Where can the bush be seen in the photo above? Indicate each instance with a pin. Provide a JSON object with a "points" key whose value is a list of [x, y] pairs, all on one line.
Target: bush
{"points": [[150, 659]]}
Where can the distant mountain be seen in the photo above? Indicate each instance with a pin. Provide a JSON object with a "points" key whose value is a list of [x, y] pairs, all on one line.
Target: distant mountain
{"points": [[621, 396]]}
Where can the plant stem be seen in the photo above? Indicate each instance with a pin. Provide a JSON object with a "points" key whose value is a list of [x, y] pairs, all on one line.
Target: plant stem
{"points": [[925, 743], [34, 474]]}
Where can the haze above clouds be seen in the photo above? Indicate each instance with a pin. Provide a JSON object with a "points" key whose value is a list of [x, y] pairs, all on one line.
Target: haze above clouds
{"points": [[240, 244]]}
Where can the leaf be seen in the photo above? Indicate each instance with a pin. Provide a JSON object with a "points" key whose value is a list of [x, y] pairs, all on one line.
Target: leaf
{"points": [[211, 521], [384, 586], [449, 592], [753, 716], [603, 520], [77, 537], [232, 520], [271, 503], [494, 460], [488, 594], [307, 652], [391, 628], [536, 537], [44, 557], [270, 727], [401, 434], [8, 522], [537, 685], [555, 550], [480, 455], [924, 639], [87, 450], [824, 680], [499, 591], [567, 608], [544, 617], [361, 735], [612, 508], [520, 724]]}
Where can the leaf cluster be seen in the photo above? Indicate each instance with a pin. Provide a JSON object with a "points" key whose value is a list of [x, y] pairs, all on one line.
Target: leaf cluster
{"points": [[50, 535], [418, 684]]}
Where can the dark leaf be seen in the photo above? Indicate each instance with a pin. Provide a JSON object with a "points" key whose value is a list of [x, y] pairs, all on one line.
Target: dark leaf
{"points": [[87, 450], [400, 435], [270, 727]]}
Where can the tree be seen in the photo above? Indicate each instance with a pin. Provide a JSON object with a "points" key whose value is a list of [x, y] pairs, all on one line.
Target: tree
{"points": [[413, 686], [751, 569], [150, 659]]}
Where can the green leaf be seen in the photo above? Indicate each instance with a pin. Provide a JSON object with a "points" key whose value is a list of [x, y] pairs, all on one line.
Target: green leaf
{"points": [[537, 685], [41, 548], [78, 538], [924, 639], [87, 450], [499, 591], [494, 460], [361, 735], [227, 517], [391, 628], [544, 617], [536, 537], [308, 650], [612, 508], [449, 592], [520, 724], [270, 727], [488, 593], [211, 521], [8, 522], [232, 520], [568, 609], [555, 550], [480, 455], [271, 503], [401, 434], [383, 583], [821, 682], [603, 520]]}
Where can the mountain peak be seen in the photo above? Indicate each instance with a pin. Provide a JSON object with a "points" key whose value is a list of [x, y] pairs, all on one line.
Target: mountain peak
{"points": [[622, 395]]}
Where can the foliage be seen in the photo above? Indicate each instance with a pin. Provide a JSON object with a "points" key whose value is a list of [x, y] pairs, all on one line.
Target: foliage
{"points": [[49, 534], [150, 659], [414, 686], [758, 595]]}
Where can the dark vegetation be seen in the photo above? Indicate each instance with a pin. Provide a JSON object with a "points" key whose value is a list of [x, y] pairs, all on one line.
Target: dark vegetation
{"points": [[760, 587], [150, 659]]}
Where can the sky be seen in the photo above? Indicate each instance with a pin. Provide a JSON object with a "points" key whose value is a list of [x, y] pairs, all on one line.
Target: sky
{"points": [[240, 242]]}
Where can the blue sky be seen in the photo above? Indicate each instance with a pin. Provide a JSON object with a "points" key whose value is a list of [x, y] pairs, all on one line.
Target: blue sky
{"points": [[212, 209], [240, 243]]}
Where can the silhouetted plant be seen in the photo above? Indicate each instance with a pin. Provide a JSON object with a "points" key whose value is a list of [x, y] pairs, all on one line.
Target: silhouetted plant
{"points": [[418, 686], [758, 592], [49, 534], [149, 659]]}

--------------------

WORK REQUIRED: Rewrite all of the material above, swapping every "pin" for "marker" and leaving everything else as it is.

RESPONSE BELOW:
Where can the bush be seen in the photo above? Indicate each instance with a marker. Provide a JSON object with a "points" key whose value is a list of [x, y] pairs, all on one line.
Target: bush
{"points": [[150, 659]]}
Where can the distant mountain be seen in the photo above? Indicate each instance with a marker. Provide a JSON object with a "points" key whose value is a list of [x, y] pairs, all on one line.
Target: distant mountain
{"points": [[621, 396]]}
Where can the plant stem be seen in the photo above? Indicate each instance with a marker. Provide a JSON object with a "points" key whose value is a list of [x, y] pairs, all on one line.
Target: plant stem
{"points": [[925, 743], [34, 474]]}
Where can the haze above clouds be seen in the photo above? Indicate each instance with a marker. Provide a JSON object with a "points" key whose value is a list of [x, y] pairs, all on one line.
Target: haze above clouds
{"points": [[240, 244]]}
Where can the leaf be seen in the photo above? Indicate each instance with a marker. Provide a JSON object with a "points" key whose value is a list of [x, y] pairs, all on one line.
Target: leaf
{"points": [[211, 521], [384, 586], [449, 592], [753, 716], [603, 520], [77, 537], [232, 520], [271, 503], [494, 460], [488, 594], [307, 652], [391, 628], [536, 537], [44, 557], [270, 727], [401, 434], [8, 522], [537, 685], [555, 550], [480, 455], [924, 639], [87, 450], [824, 680], [499, 591], [567, 608], [544, 617], [361, 735], [612, 508], [520, 724]]}
Where can the leaf cluster be seen in the photo above? Indicate each instance with a marker. Provide a JSON object with a "points" key whose value is a list of [x, y] pairs, all on one line.
Target: leaf cluster
{"points": [[50, 535], [418, 684]]}
Where can the dark leaf be seen in the photo above? Indicate each instance with a marker. Provide a JSON object with a "points" key whose value is a list of [x, y] pairs, all on one line.
Target: dark leaf
{"points": [[87, 450], [400, 435], [270, 727]]}
Where can the tree be seen in the photo above? Indicate each instance with a marker. Provide a JSON object with a "points" key whose value is a list of [x, y] pairs, all on one line.
Target: tree
{"points": [[413, 686], [751, 569], [150, 659]]}
Where can the green leaf be seen in the photo above? Indicate each instance with a marker. Provide a JSON object with a "points" key whose value is a list of [x, y] pairs, all on one line.
Target: green leaf
{"points": [[537, 685], [41, 548], [78, 538], [924, 639], [87, 450], [499, 591], [494, 460], [361, 735], [227, 517], [391, 628], [544, 617], [536, 537], [308, 650], [612, 508], [449, 592], [520, 724], [270, 727], [488, 593], [211, 521], [8, 522], [232, 520], [568, 609], [555, 550], [480, 455], [271, 503], [401, 434], [383, 583], [821, 682], [603, 520]]}
Where can the mountain peak be seen in the photo above? Indicate each instance with a marker. Provide a JSON object with a "points" key whose value is a list of [x, y] pairs, all on one line.
Target: mountain peak
{"points": [[622, 395]]}
Where can the foliage be seen in the photo above? Indicate each instance with a marker. Provide a JSON object with a "points" key whose value is a list of [x, y] pairs, all on one line.
Target: foliage
{"points": [[49, 534], [150, 659], [414, 686], [758, 595]]}
Where can the dark vegetation be seen in the photo above? Indicate each instance with a marker. Provide a JSON object with a "points" key whose value is a list of [x, y] pairs, all on one line.
Target: dark vegetation
{"points": [[760, 587], [150, 659]]}
Where can the sky be seen in the photo above? Indicate each instance with a marker. Provide a JSON object with a "points" key whose value is a list of [x, y] pairs, all on one line.
Target: sky
{"points": [[240, 242]]}
Where can the blue sky be seen in the photo above? Indicate each instance with a marker. Provide a JSON object with a "points" key whose value is a list of [x, y] pairs, all on one line.
Target: blue sky
{"points": [[212, 209], [240, 243]]}
Where can the silhouetted plant be seen in the photo above? Indicate each instance with a marker. Provide a JSON object with a "points" key whose value is a list of [x, y] pairs, all on one line.
Target: silhouetted plant
{"points": [[418, 686], [758, 592], [49, 534], [149, 659]]}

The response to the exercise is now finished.